Rewrite the part of the material that opens with the line containing "unopened bud in this photo." and closes with the line containing "Target: unopened bud", putting "closed bud" wherever "unopened bud" appears and changing nothing else. Leave the pictures out of your version.
◇ ◇ ◇
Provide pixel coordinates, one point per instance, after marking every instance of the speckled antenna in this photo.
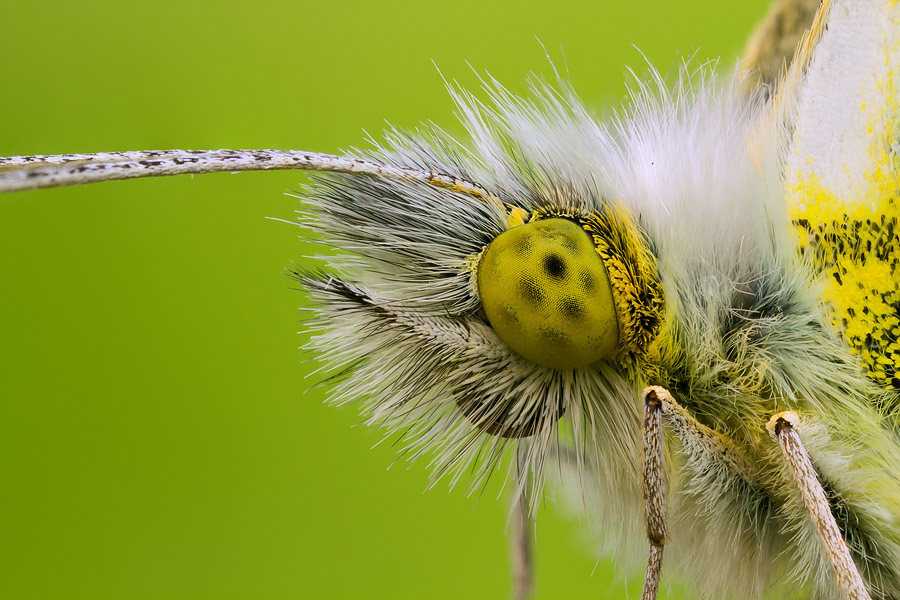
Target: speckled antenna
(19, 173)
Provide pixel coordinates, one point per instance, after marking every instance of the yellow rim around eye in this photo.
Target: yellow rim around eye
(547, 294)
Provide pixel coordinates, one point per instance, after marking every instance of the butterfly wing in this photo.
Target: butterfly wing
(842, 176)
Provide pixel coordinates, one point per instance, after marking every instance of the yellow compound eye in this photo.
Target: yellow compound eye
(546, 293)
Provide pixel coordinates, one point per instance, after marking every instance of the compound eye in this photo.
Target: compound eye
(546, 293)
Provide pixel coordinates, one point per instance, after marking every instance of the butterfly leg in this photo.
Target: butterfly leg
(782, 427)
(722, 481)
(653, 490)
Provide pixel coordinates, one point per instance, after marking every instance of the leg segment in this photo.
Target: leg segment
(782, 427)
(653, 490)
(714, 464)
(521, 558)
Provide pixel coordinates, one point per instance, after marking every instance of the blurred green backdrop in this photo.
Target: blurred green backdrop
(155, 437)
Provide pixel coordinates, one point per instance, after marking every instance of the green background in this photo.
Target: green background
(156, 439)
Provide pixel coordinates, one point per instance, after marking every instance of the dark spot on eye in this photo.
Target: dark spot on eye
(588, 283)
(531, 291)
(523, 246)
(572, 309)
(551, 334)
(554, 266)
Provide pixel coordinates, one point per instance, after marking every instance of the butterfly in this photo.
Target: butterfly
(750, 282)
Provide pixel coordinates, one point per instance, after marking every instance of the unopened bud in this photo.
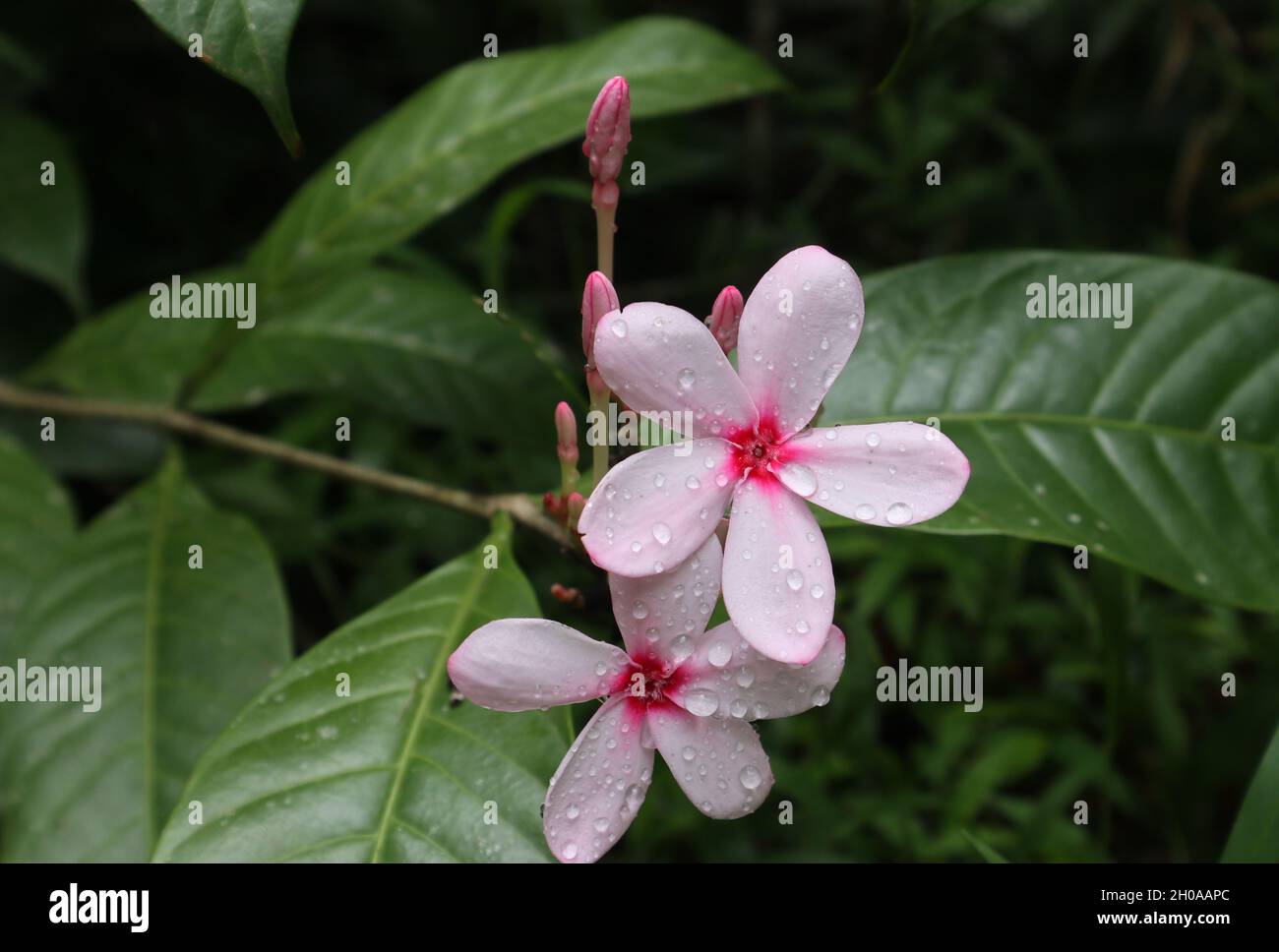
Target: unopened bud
◇ ◇ ◇
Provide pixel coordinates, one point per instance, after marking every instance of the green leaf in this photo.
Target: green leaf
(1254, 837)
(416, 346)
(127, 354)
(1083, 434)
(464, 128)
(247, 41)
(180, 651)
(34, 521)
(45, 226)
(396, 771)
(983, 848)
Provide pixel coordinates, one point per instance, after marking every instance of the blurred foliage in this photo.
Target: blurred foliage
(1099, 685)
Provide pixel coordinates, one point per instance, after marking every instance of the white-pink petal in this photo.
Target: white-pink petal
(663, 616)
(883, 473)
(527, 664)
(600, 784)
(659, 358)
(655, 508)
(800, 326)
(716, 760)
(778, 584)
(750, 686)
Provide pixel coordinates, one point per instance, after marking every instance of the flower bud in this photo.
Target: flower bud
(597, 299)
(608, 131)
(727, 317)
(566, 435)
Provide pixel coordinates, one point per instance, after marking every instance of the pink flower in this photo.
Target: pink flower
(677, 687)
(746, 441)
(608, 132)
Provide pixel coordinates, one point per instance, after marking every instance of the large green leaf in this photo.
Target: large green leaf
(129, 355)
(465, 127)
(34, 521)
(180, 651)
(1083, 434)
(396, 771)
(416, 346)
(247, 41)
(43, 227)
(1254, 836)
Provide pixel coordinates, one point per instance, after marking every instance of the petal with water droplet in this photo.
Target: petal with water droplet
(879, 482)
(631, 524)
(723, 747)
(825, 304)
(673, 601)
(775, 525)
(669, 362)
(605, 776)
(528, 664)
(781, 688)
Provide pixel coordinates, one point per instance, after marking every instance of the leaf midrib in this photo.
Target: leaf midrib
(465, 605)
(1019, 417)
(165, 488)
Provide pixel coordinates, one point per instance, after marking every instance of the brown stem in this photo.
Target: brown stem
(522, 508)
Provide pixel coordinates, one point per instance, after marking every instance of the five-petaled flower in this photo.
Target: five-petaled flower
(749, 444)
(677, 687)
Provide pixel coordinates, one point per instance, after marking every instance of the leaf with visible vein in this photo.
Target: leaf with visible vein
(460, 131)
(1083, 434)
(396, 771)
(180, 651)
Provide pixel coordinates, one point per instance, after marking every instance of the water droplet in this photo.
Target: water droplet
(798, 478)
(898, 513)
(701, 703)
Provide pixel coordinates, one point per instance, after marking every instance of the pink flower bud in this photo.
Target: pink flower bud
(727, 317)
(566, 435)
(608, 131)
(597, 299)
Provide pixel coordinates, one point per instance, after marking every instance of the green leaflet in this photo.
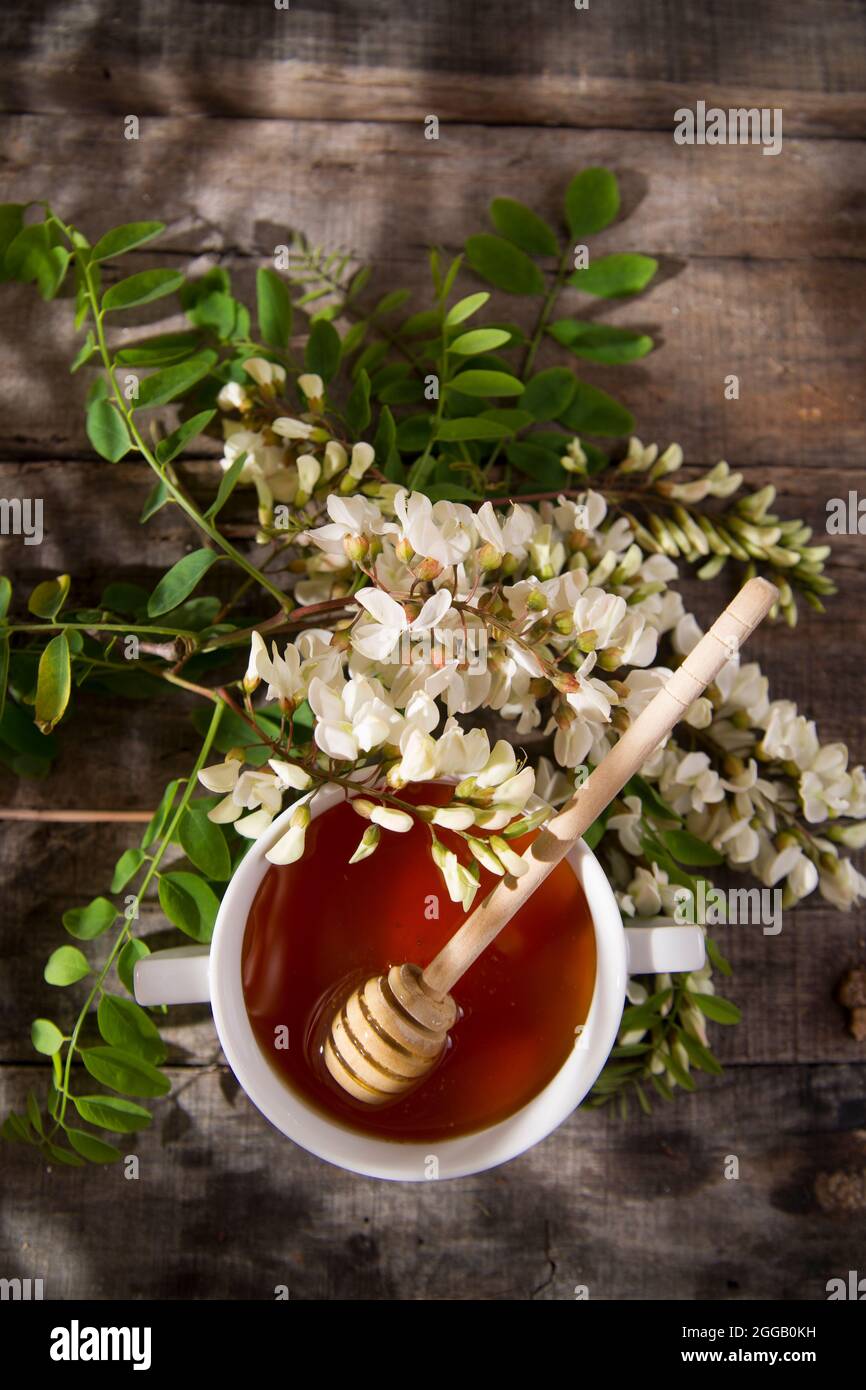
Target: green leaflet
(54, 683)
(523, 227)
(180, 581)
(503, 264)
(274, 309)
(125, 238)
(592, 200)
◇ ◇ ◇
#### Full output
Provide pixel coordinates, one point per instance, after marking every instance of the closed bud in this photo.
Target: closed bud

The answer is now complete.